• **Stated goal**: Report each line in the records below that contains the string "soccer", treating uppercase and lowercase letters as distinct.

─── Input records

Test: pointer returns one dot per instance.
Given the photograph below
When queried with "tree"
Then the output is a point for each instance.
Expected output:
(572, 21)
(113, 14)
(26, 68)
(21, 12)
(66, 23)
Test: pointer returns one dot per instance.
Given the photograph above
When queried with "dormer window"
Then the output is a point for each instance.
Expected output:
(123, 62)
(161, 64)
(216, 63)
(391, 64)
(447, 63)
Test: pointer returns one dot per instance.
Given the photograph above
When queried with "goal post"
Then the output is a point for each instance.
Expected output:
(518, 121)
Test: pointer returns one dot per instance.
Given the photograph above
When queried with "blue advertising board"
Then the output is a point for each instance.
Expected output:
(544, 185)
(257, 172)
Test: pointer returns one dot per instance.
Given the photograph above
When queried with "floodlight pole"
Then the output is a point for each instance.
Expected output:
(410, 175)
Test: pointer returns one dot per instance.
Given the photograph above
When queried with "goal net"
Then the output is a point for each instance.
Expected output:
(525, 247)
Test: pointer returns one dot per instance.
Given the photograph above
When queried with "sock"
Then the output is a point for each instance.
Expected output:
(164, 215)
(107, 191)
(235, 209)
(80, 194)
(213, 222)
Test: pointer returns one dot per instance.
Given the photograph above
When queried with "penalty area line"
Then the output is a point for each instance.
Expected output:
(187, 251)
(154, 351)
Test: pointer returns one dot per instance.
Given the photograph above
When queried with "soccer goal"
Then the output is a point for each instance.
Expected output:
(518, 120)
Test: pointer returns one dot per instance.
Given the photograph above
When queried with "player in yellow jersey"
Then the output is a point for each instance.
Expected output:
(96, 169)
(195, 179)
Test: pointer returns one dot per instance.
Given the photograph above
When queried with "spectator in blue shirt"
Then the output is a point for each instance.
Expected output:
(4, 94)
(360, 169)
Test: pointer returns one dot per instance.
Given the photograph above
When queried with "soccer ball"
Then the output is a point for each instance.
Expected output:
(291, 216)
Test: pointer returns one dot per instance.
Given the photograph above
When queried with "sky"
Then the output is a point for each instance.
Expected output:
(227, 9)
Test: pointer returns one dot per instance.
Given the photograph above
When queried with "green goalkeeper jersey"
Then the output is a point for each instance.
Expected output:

──────

• **Worked solution**:
When queried with "soccer goal"
When queried with "soccer ball"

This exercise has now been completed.